Stored data:
····················
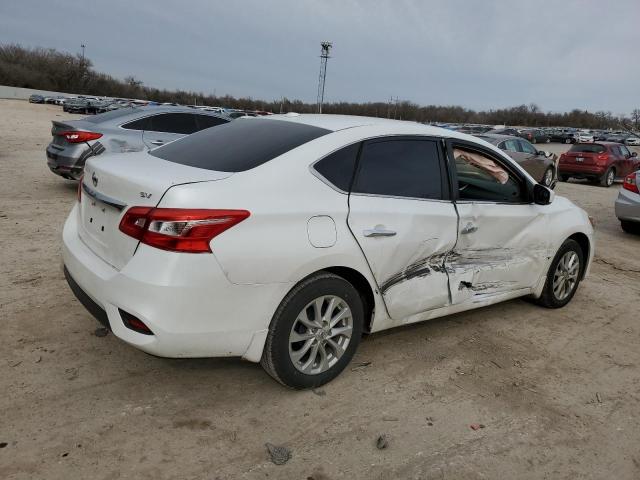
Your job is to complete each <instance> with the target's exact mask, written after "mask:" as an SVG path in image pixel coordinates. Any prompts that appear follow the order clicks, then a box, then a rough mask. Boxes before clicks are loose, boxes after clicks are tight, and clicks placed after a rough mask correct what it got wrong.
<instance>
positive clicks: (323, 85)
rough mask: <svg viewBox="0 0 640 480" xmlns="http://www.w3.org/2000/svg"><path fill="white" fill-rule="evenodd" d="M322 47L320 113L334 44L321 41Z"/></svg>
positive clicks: (319, 84) (321, 111)
mask: <svg viewBox="0 0 640 480" xmlns="http://www.w3.org/2000/svg"><path fill="white" fill-rule="evenodd" d="M320 46H321V47H322V50H321V53H320V77H319V78H318V113H322V104H323V102H324V82H325V80H326V78H327V60H328V59H329V58H331V57H330V56H329V51H330V50H331V47H333V44H332V43H331V42H322V43H320Z"/></svg>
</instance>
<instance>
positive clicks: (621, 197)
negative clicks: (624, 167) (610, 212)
mask: <svg viewBox="0 0 640 480" xmlns="http://www.w3.org/2000/svg"><path fill="white" fill-rule="evenodd" d="M615 210H616V217H618V219H620V220H626V221H631V222H640V195H639V194H637V193H634V192H630V191H629V190H624V189H621V190H620V192H619V193H618V198H617V200H616V205H615Z"/></svg>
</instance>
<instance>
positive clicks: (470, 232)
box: [460, 222, 478, 235]
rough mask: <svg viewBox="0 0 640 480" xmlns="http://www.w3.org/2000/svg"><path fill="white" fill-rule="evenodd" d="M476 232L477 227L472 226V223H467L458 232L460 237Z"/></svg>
mask: <svg viewBox="0 0 640 480" xmlns="http://www.w3.org/2000/svg"><path fill="white" fill-rule="evenodd" d="M476 230H478V227H477V225H475V224H473V223H471V222H469V223H467V225H466V226H464V227H463V228H462V230H460V234H461V235H468V234H469V233H473V232H475V231H476Z"/></svg>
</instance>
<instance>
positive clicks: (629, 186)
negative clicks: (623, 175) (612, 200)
mask: <svg viewBox="0 0 640 480" xmlns="http://www.w3.org/2000/svg"><path fill="white" fill-rule="evenodd" d="M622 188H624V189H625V190H629V191H630V192H635V193H640V191H639V190H638V177H637V172H633V173H630V174H629V175H627V176H626V177H624V183H623V184H622Z"/></svg>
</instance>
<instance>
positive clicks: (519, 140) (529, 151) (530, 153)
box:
····················
Could you copy the data above exactly, leaving the pictures out?

Your job is to complete each <instance> with the target's exact mask, written after "mask:" as an SVG path in image pixel coordinates. Any prompts that appear follow the order clicks, then a box, then a rough mask. Boxes before clicks are loose, boxes after clicks are tight, and clicks placed after a rough mask correct what it got wrong.
<instance>
positive clicks: (323, 85)
rough mask: <svg viewBox="0 0 640 480" xmlns="http://www.w3.org/2000/svg"><path fill="white" fill-rule="evenodd" d="M322 47L320 113L334 44L321 41Z"/></svg>
positive clicks: (319, 84) (321, 111)
mask: <svg viewBox="0 0 640 480" xmlns="http://www.w3.org/2000/svg"><path fill="white" fill-rule="evenodd" d="M320 46H321V47H322V50H321V53H320V77H319V78H318V113H322V104H323V102H324V82H325V80H326V78H327V60H328V59H329V58H331V57H330V56H329V51H330V50H331V47H333V44H332V43H331V42H322V43H320Z"/></svg>
</instance>
<instance>
positive clicks: (621, 197)
negative clicks: (624, 167) (610, 212)
mask: <svg viewBox="0 0 640 480" xmlns="http://www.w3.org/2000/svg"><path fill="white" fill-rule="evenodd" d="M615 210H616V217H618V219H620V220H626V221H631V222H640V195H639V194H637V193H634V192H630V191H629V190H624V189H621V190H620V192H619V193H618V198H617V200H616V205H615Z"/></svg>
</instance>
<instance>
positive clicks: (470, 232)
box: [460, 222, 478, 235]
rough mask: <svg viewBox="0 0 640 480" xmlns="http://www.w3.org/2000/svg"><path fill="white" fill-rule="evenodd" d="M476 232L477 227L472 226V223H467L458 232L460 237Z"/></svg>
mask: <svg viewBox="0 0 640 480" xmlns="http://www.w3.org/2000/svg"><path fill="white" fill-rule="evenodd" d="M476 230H478V227H477V225H475V224H473V223H471V222H469V223H467V225H466V226H464V227H463V228H462V230H460V234H461V235H468V234H469V233H473V232H475V231H476Z"/></svg>
</instance>
<instance>
positive clicks: (629, 186)
negative clicks: (623, 175) (612, 200)
mask: <svg viewBox="0 0 640 480" xmlns="http://www.w3.org/2000/svg"><path fill="white" fill-rule="evenodd" d="M622 188H624V189H625V190H629V191H630V192H635V193H640V191H639V190H638V177H637V172H633V173H630V174H629V175H627V176H626V177H624V183H623V184H622Z"/></svg>
</instance>
<instance>
positive clicks: (519, 140) (529, 151) (530, 153)
box:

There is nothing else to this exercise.